◆ Passage cité ◆
==========
| Retour

Fin de cet événement Juin 2016 - Date du 9 octobre 2015 au 12 juin 2016

TNN - Saison 2015-2016

Afin de perfectionner sa sélection, Irina Brook a choisi début septembre pour présenter la programmation de l’année 2015-2016 du Théâtre National de Nice. Plutôt que de citer la liste des spectacles qui peut être découverte dans la jolie plaquette turquoise créée par l’artiste Armand Scholtès, Irina a préféré, au cours de la conférence de presse, parler de sa « politique » théâtrale et de son idéologie : « Impossible d’ignorer ce qui se passe dans le monde et qui va en s’aggravant » a-t-elle dit. Aussi son désir est-il que le théâtre puisse parler de tout cela en rassemblant un public prêt à échanger et à rire. Le rire n’empêche pas d’alerter, bien au contraire !
La sélection proposée est celle qu’Irina Brook aurait elle-même envie de voir et qu’elle souhaite donc partager. Même si elle est davantage indigeste que nourrissante, la programmation est axée sur les principales préoccupations du moment : les réfugiés d’une part et l’environnement avec la dégradation de la planète d’autre part. (Comment ne pas penser à la Conférence sur le climat à Paris en décembre qui doit réunir les grands de ce monde ?)

the valley of astonishment, texte & mise en scène Peter Brook & Marie-Hélène Estienne, du 20 au 25 novembre 2015 © DR

Bien sûr la phrase « Nous sommes tous reliés » est devenue un cliché répété de bouche en bouche, a-t-elle dit, en ajoutant que quelque chose se passe dans le monde pour tenter « de se mettre dans les chaussures d’un autre ». Ce lien pourrait être réalisé par le théâtre qui devrait être la préoccupation de tous. Une pièce a le pouvoir de rassembler les gens dans une profonde empathie. Est-ce idéaliste ou utopiste de le croire ? s’interroge-t-elle.

En cette année qui célèbre la nature, Irina Brook a désiré que le TNN se joigne à la bataille sur le climat et l’environnement quelle que soit la quantité des informations partagées. Avec son équipe, elle a donc créé un festival intitulé « Réveillons-nous ! », prévu du 26 novembre au 12 décembre. Trois semaines riches en spectacles « engagés » et en personnalités importantes qui donneront des conférences sur ce sujet, avec l’opportunité de faire des propositions et de chercher des solutions alternatives pour parler du climat en lien avec l’économie, l’éducation, la religion et donc l’humanité.
==========
◆ Lignes extraites ◆

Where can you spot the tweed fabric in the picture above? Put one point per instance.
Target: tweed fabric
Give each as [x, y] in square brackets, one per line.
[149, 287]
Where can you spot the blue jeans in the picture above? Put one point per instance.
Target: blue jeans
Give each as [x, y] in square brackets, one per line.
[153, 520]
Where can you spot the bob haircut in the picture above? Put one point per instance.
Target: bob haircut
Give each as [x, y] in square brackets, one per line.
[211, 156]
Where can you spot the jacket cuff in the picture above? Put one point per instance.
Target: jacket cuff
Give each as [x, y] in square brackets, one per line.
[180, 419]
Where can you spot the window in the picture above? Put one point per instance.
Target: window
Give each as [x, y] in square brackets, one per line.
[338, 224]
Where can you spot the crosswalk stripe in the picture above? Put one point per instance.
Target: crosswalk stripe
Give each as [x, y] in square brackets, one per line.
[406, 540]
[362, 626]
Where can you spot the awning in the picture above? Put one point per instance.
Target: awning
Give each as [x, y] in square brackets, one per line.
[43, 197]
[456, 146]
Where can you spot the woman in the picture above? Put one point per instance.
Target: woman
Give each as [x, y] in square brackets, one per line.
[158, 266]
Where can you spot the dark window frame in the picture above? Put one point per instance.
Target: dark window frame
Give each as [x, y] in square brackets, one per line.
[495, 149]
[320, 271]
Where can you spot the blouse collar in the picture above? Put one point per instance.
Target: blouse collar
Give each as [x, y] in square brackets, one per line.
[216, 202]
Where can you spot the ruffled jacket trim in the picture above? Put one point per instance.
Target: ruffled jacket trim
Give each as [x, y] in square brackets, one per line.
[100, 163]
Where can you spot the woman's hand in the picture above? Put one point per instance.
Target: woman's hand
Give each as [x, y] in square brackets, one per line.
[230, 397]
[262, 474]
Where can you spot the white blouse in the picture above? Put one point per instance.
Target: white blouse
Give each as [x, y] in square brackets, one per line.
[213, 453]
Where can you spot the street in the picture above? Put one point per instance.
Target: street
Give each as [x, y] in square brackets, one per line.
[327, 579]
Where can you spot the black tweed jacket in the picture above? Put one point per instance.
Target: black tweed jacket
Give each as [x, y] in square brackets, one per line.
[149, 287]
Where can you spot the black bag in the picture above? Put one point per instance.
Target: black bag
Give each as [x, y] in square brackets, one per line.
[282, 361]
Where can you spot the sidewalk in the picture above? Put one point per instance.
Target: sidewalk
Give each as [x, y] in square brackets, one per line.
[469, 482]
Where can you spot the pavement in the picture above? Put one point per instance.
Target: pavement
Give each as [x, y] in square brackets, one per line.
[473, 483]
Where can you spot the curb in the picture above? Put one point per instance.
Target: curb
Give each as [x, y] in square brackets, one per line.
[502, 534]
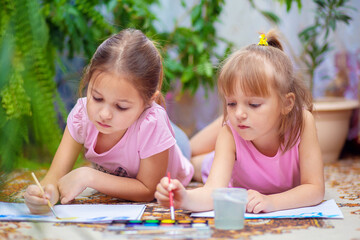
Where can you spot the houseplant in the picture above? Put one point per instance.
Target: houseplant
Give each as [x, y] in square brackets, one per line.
[332, 114]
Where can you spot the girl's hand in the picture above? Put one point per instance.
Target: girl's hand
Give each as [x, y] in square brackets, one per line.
[74, 183]
[36, 202]
[162, 192]
[258, 202]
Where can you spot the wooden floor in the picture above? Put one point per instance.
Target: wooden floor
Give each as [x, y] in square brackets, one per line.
[342, 184]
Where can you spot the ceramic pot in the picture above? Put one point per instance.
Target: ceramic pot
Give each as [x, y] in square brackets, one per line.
[332, 118]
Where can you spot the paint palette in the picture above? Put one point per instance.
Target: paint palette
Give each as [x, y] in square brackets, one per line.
[139, 229]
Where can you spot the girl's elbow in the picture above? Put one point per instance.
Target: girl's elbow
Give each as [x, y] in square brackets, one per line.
[319, 196]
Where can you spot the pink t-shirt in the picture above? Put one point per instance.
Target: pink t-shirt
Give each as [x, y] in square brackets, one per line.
[147, 136]
[253, 170]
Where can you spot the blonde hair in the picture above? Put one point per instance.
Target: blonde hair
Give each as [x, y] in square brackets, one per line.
[131, 54]
[256, 70]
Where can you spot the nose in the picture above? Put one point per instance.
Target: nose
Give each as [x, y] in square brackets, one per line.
[240, 112]
[105, 113]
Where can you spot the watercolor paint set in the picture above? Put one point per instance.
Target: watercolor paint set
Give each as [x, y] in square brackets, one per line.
[142, 229]
[157, 224]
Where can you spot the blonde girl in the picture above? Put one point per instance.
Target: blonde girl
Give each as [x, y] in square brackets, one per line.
[123, 131]
[267, 143]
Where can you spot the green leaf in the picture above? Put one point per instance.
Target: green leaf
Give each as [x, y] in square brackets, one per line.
[271, 16]
[187, 75]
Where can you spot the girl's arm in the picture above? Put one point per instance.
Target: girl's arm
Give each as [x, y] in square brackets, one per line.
[142, 188]
[311, 189]
[205, 140]
[64, 159]
[62, 163]
[200, 199]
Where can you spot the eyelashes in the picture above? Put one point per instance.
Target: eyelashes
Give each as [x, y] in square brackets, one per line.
[117, 106]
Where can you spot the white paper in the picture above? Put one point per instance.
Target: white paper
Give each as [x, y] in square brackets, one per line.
[327, 209]
[74, 212]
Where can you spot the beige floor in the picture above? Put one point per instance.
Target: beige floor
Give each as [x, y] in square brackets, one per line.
[342, 184]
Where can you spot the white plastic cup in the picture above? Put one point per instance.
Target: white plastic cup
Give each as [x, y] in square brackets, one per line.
[229, 208]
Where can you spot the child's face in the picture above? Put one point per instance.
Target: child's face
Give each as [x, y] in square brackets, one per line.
[254, 118]
[113, 104]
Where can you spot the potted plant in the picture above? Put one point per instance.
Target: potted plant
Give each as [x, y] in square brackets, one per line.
[332, 114]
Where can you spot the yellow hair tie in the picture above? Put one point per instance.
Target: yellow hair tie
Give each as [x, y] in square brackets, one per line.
[263, 40]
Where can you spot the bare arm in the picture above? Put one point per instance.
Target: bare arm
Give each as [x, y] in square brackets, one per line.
[311, 189]
[64, 159]
[200, 199]
[142, 188]
[62, 163]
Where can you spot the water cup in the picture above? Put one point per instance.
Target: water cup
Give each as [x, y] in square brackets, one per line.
[229, 208]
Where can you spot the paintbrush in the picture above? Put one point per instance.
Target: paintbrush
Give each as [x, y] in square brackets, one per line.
[172, 211]
[42, 191]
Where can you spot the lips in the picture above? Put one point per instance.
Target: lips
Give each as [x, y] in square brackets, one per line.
[103, 125]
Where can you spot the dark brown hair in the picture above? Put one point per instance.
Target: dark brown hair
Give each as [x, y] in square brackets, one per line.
[131, 54]
[256, 70]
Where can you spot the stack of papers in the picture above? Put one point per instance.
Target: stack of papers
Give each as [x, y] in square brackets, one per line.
[85, 213]
[327, 209]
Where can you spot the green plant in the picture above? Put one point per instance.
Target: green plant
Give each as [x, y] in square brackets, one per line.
[315, 38]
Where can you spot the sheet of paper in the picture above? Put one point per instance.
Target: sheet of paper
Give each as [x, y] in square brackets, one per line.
[327, 209]
[89, 213]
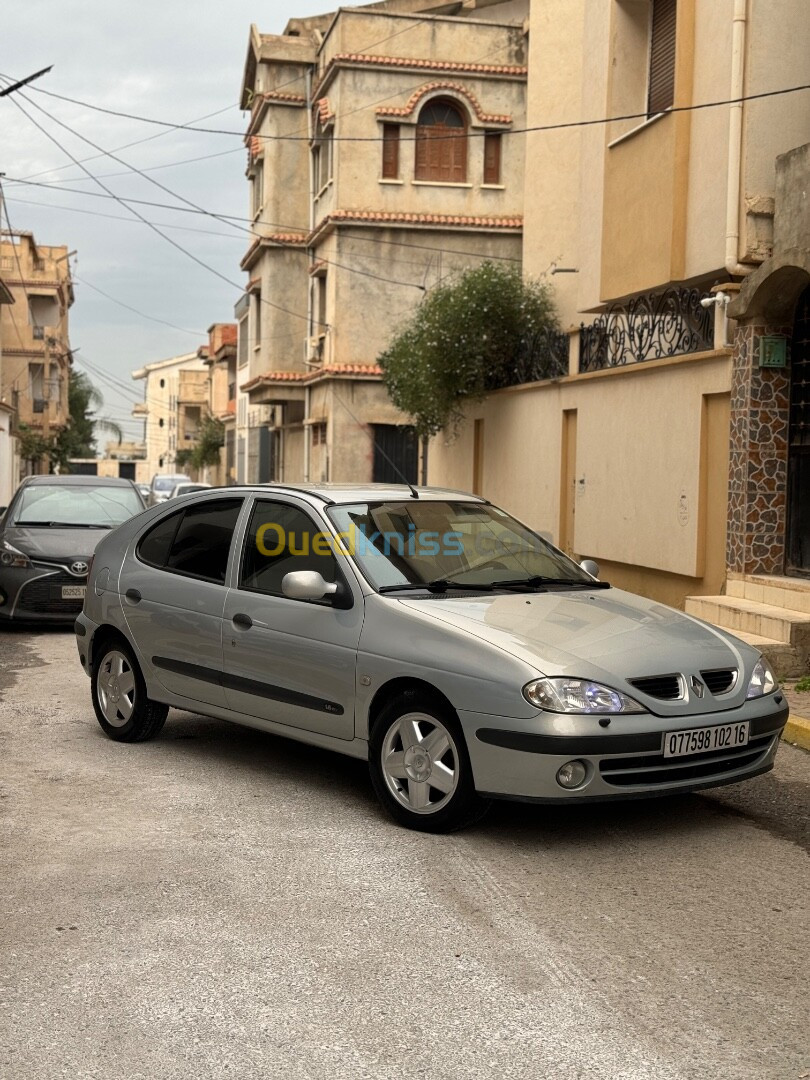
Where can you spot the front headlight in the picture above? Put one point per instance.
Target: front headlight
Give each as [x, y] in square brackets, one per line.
[12, 556]
[578, 696]
[763, 679]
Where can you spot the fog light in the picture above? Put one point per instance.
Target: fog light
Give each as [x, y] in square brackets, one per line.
[571, 773]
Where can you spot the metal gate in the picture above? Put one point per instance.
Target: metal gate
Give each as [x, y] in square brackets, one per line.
[798, 451]
[395, 454]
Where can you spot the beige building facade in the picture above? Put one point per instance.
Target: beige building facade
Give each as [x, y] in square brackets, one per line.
[34, 331]
[671, 451]
[378, 165]
[166, 385]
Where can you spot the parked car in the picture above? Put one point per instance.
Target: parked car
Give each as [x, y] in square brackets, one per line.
[188, 487]
[427, 631]
[162, 485]
[48, 536]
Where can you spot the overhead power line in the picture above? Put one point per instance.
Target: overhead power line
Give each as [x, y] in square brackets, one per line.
[378, 138]
[149, 225]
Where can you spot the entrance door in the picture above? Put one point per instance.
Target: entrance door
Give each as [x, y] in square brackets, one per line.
[568, 482]
[798, 453]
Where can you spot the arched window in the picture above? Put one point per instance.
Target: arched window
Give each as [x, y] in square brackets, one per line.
[441, 143]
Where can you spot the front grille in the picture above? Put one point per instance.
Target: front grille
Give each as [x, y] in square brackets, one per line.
[44, 594]
[656, 769]
[664, 687]
[720, 680]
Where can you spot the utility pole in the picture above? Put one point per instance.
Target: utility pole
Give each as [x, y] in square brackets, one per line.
[24, 82]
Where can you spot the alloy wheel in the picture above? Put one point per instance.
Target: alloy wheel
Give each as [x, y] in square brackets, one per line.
[116, 684]
[420, 763]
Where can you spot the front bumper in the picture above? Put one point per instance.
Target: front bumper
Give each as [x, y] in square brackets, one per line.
[520, 759]
[36, 594]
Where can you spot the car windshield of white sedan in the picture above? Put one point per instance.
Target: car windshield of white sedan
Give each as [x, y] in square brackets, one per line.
[80, 505]
[448, 544]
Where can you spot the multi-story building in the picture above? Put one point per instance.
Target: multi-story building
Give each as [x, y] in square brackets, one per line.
[666, 185]
[379, 163]
[220, 358]
[35, 332]
[174, 393]
[9, 464]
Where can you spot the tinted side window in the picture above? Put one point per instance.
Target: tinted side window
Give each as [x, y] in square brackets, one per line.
[281, 539]
[203, 540]
[156, 544]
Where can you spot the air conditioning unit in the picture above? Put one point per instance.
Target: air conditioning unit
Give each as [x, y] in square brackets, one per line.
[261, 416]
[314, 349]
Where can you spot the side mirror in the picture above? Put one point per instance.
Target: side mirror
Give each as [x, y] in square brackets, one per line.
[309, 585]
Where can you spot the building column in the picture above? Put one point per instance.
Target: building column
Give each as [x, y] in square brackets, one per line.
[758, 458]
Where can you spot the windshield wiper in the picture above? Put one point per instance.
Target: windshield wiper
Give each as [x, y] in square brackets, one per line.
[440, 585]
[540, 582]
[62, 525]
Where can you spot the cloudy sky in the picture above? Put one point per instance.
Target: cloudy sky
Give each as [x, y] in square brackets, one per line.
[164, 59]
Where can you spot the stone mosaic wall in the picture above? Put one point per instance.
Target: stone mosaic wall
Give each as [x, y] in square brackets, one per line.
[758, 461]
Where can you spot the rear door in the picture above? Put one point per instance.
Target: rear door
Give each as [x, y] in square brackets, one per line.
[173, 589]
[286, 660]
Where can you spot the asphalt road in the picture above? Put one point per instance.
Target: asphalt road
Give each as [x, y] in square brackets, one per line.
[221, 903]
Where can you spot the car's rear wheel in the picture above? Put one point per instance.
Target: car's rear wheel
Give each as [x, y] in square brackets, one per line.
[120, 700]
[420, 768]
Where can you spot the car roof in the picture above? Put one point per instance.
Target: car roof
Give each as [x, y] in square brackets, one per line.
[80, 480]
[345, 494]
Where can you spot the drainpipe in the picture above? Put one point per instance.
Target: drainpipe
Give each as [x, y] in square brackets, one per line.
[734, 268]
[310, 256]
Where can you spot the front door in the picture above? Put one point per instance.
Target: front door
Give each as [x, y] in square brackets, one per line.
[174, 591]
[798, 454]
[285, 660]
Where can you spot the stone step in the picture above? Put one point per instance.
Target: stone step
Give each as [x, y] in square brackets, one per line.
[786, 661]
[791, 593]
[764, 620]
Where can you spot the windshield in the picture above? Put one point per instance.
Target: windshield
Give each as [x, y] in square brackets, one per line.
[166, 483]
[417, 542]
[83, 505]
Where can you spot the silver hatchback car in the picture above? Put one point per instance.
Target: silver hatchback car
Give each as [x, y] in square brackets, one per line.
[427, 631]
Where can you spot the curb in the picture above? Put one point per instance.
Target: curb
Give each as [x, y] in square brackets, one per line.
[797, 731]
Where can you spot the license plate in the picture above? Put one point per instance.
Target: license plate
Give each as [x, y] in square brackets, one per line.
[703, 740]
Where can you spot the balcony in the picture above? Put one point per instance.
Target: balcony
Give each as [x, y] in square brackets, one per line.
[651, 326]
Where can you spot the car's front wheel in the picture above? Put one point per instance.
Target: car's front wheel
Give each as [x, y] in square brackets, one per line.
[420, 768]
[120, 700]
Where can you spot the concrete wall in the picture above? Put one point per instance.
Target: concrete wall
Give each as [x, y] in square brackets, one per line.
[649, 210]
[646, 497]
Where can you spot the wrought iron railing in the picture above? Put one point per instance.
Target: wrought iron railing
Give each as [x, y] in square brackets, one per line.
[648, 327]
[542, 355]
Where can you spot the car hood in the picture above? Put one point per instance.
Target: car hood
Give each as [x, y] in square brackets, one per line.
[53, 543]
[606, 635]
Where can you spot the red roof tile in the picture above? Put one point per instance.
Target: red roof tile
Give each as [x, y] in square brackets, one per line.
[430, 65]
[454, 220]
[429, 88]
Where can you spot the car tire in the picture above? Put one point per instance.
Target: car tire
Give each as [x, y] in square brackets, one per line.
[420, 768]
[120, 700]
==========
◆ Ensemble de tâches ◆
• a. Répondez à ces questions à partir du texte sur la saison 2015-2016 du TNN :
(i) Quel artiste a créé la plaquette turquoise ?
(ii) Quel est le titre du festival créé par Irina Brook et son équipe ?
(iii) Entre quelles dates ce festival est-il prévu ?
• b. Reprenez tel quel le passage du texte sur la saison 2015-2016 du TNN qui va des mots « La sélection proposée » jusqu'aux mots « de ce monde ?) » inclus.

◆ Réponses par tâche ◆
• a.
(i) Armand Scholtès.
(ii) « Réveillons-nous ! »
(iii) Du 26 novembre au 12 décembre.

• b.
La sélection proposée est celle qu’Irina Brook aurait elle-même envie de voir et qu’elle souhaite donc partager. Même si elle est davantage indigeste que nourrissante, la programmation est axée sur les principales préoccupations du moment : les réfugiés d’une part et l’environnement avec la dégradation de la planète d’autre part. (Comment ne pas penser à la Conférence sur le climat à Paris en décembre qui doit réunir les grands de ce monde ?)